• _Task instructions_: Copy the jail reflection below from "My mind traveled" to "have been deafening.", substituting "pillow" for "water bottle".

• _Provided passage_:
┄┄┄┄┄┄┄┄┄┄┄┄┄┄┄┄┄┄┄┄

I wonder what God is doing with my life right now. This whole “going to jail” thing doesn’t make any sense to me at all, but God’s got a plan for it. I wonder if I’m really in here because Marie prayed for me to be here… That might make sense, but then why would I be facing all these potential consequences like fines and jail time? Not to mention having an assault charge on my record….
My mind traveled back to the act of hitting Shane with the water bottle. I couldn’t think whether it was funny or tragic. I tried to remember what I had said after that… I remembered saying I was sorry. It took a few seconds for my eyes to adjust to the small amount of light coming through the bars of the cell from the room where the picnic table was sitting and the TV was still yammering. I couldn’t hear what was being said, only the static voices of the actors making exclamations, like Charlie Brown’s teacher. We were blessed with this I know, because if it wasn’t for that annoying bit of noise, the silence would have been deafening.
The darkness in the room had a mildly blue tone to it, and focused on the texture of the concrete wall next to my head as I thought about the scriptures I had been reading. I thought about life in jail, and about Amy’s 3 weeks here already. I thought about Marie and the possibility of her 15 year sentence. I thought about the kids who were missing their parents tonight, and the system that thinks that locking people in rooms will solve problems or serve punishment. This just breeds anger. I thought about when the cop had tried to cuff me and I had jerked my arm away. I thought about the will power that it had taken to not run, or hit someone, or fight… I thought about the term “resisting arrest.” For the first time, it seemed ridiculous to judge someone for fighting for their freedom. We live in America. We love freedom. If someone tries to take it from you, you’re supposed to fight for it. So why would I, with full knowledge of the judicial system, go willingly? And say, “yes officer, here cuff my hands and lock me in a room for days on end…”
I thought about other times in my life when everything that I love has been taken away. At the time, it meant that I was loving the wrong thing. Could it be the same this time? I was just loving my life… But I thought about my choice to whop Shane with the water bottle and realized it demonstrated an ugly side of me. No one deserves to get hit with anything, for any reason.

┄┄┄┄┄┄┄┄┄┄┄┄┄┄┄┄┄┄┄┄

• _Provided information_:
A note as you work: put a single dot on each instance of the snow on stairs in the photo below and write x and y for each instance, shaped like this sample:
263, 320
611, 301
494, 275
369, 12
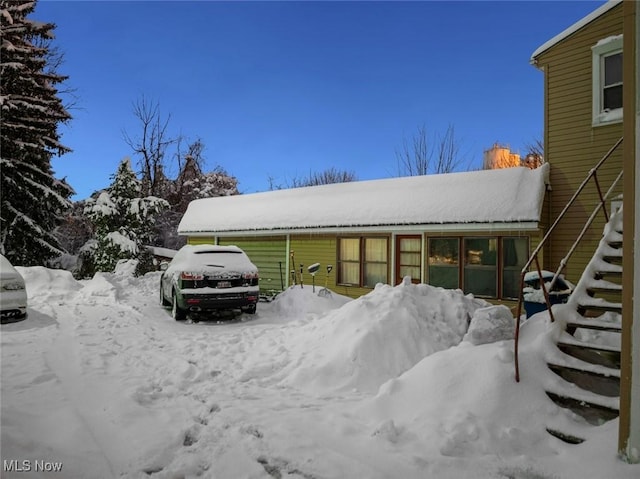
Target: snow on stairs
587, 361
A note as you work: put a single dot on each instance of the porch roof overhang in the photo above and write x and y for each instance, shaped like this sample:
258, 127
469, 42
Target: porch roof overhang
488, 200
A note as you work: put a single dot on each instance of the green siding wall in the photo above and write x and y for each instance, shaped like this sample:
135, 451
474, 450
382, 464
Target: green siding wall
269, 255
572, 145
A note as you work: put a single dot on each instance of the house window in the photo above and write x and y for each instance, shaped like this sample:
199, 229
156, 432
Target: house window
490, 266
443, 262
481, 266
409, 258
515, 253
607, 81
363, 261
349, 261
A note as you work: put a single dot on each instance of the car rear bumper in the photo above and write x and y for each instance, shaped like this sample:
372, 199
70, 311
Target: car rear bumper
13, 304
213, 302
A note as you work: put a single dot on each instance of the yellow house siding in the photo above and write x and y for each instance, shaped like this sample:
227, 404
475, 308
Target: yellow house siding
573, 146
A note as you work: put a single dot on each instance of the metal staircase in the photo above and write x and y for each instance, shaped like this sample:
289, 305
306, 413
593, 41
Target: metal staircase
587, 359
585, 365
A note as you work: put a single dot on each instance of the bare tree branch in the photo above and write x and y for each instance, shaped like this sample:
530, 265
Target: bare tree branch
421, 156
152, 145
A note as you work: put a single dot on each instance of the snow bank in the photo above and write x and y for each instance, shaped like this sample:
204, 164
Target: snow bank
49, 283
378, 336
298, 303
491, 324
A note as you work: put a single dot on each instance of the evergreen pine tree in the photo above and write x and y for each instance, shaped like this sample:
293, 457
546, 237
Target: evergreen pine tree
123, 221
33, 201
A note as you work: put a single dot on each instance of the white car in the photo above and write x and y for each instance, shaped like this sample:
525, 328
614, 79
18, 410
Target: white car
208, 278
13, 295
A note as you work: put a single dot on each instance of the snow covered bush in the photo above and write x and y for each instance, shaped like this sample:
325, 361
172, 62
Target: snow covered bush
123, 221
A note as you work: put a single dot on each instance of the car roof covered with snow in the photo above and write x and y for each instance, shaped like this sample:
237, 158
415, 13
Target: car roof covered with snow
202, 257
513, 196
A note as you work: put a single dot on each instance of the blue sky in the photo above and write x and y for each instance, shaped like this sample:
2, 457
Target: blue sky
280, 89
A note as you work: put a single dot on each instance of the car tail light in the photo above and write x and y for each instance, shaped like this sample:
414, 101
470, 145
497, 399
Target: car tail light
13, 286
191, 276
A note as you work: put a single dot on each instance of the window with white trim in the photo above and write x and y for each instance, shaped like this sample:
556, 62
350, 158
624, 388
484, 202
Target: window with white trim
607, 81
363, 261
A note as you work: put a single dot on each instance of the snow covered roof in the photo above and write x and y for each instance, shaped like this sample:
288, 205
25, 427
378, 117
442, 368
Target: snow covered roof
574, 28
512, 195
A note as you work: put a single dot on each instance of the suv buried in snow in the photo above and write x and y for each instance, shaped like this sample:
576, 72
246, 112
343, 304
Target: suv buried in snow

┄┄┄┄┄┄┄┄┄┄┄┄┄┄┄┄┄┄┄┄

• _Completed task_:
My mind traveled back to the act of hitting Shane with the pillow. I couldn’t think whether it was funny or tragic. I tried to remember what I had said after that… I remembered saying I was sorry. It took a few seconds for my eyes to adjust to the small amount of light coming through the bars of the cell from the room where the picnic table was sitting and the TV was still yammering. I couldn’t hear what was being said, only the static voices of the actors making exclamations, like Charlie Brown’s teacher. We were blessed with this I know, because if it wasn’t for that annoying bit of noise, the silence would have been deafening.